_Rows_
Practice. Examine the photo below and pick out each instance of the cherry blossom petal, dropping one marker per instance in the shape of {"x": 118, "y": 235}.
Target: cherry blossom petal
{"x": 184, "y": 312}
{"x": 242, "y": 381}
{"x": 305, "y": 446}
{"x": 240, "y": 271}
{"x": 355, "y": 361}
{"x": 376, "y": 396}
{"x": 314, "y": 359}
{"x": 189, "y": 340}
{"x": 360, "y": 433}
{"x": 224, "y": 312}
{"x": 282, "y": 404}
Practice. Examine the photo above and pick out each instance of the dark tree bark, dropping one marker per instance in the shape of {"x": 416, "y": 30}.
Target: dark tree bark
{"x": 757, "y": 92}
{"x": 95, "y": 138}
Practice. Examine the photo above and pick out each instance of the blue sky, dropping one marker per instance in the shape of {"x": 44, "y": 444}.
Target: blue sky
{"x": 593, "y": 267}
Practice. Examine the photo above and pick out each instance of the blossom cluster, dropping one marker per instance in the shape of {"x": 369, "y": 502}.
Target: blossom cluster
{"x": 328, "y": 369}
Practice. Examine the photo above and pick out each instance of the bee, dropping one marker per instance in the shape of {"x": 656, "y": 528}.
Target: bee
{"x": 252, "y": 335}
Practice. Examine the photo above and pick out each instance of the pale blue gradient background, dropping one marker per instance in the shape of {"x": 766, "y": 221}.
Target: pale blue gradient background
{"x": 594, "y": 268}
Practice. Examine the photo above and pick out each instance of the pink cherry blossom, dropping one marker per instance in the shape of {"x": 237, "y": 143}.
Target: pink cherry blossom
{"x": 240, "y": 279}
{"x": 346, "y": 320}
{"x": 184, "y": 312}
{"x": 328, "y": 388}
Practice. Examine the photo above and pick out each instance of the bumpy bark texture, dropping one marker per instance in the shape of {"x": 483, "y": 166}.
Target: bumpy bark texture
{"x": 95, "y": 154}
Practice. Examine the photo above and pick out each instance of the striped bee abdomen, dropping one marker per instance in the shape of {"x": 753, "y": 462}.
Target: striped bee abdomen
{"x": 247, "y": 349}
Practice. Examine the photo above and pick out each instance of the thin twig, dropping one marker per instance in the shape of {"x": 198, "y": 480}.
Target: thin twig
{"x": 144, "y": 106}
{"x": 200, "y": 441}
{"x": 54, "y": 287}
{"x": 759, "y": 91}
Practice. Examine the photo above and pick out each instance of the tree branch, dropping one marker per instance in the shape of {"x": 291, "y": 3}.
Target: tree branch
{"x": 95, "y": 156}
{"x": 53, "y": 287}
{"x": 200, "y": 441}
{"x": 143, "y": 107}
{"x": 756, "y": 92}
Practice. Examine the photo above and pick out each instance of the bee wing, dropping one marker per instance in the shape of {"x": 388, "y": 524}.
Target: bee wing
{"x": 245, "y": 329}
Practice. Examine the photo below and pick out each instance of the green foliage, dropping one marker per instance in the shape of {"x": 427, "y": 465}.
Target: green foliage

_What the task asks_
Rewrite every line of the records above as a numbered list, omitting any blank lines.

_Correct result_
1. Practice. Examine the photo below and pick out each instance of the cherry blossom petal, dropping one marker per instance in the shape of {"x": 118, "y": 235}.
2. Target: cherry blossom petal
3. {"x": 184, "y": 312}
4. {"x": 242, "y": 381}
5. {"x": 305, "y": 446}
6. {"x": 240, "y": 271}
7. {"x": 355, "y": 361}
8. {"x": 376, "y": 396}
9. {"x": 314, "y": 359}
10. {"x": 189, "y": 340}
11. {"x": 360, "y": 433}
12. {"x": 224, "y": 312}
13. {"x": 282, "y": 404}
14. Practice. Examine the photo above and pick out each instance of the dark tree bark, dropping one marker per instance in the shape of {"x": 416, "y": 30}.
15. Target: dark tree bark
16. {"x": 757, "y": 92}
17. {"x": 95, "y": 138}
18. Practice. Examine the photo above and pick out each instance of the blue sky, dropping one marker per instance in the shape of {"x": 44, "y": 444}.
19. Target: blue sky
20. {"x": 593, "y": 267}
21. Practice. Examine the photo above and pick out each instance of the blossom cluster, dropping one marker per instance in the shape of {"x": 369, "y": 502}.
22. Target: blossom cluster
23. {"x": 328, "y": 369}
24. Practice. Examine the photo above and pick out each instance of the bee, dropping one marker per instance in the shape of {"x": 656, "y": 528}.
25. Target: bee
26. {"x": 252, "y": 335}
27. Practice. Examine the photo above and pick out each instance of the pale blue gradient background, dropping one marker per instance in the shape of {"x": 766, "y": 221}.
28. Target: pale blue gradient background
29. {"x": 594, "y": 268}
30. Practice. Examine the photo above and pick out each instance of the pink cherry blossom, dropping one marker per instance in the shape of {"x": 237, "y": 143}.
31. Target: pink cherry blossom
32. {"x": 240, "y": 279}
33. {"x": 346, "y": 320}
34. {"x": 184, "y": 312}
35. {"x": 328, "y": 388}
36. Practice. Examine the photo above and pick out each instance of the bumpy bark texture, dropping one marker per instance in the shape of {"x": 483, "y": 166}.
37. Target: bumpy bark texture
38. {"x": 95, "y": 154}
39. Practice. Examine the photo above and pick out each instance of the striped bee abdomen, dropping one marker per instance in the shape of {"x": 753, "y": 462}.
40. Target: striped bee abdomen
41. {"x": 247, "y": 349}
42. Practice. Examine the photo above and pick out each instance of the thin twig, dropping one marker per instance in the shape of {"x": 198, "y": 480}.
43. Target: thin twig
44. {"x": 144, "y": 106}
45. {"x": 200, "y": 441}
46. {"x": 54, "y": 287}
47. {"x": 759, "y": 91}
48. Practice. Examine the photo above and pick out each instance of the tree branch, dropping one marker per instance in the shape of {"x": 291, "y": 3}.
49. Target: tree branch
50. {"x": 95, "y": 156}
51. {"x": 53, "y": 287}
52. {"x": 200, "y": 441}
53. {"x": 143, "y": 107}
54. {"x": 756, "y": 92}
55. Practice. Examine the photo above and pick out each instance of the bee wing, dropping one marker per instance in the shape of {"x": 388, "y": 524}.
56. Target: bee wing
57. {"x": 245, "y": 329}
58. Practice. Examine the photo below and pick out each instance of the green foliage, dropping one marker per instance in the shape of {"x": 427, "y": 465}.
59. Target: green foliage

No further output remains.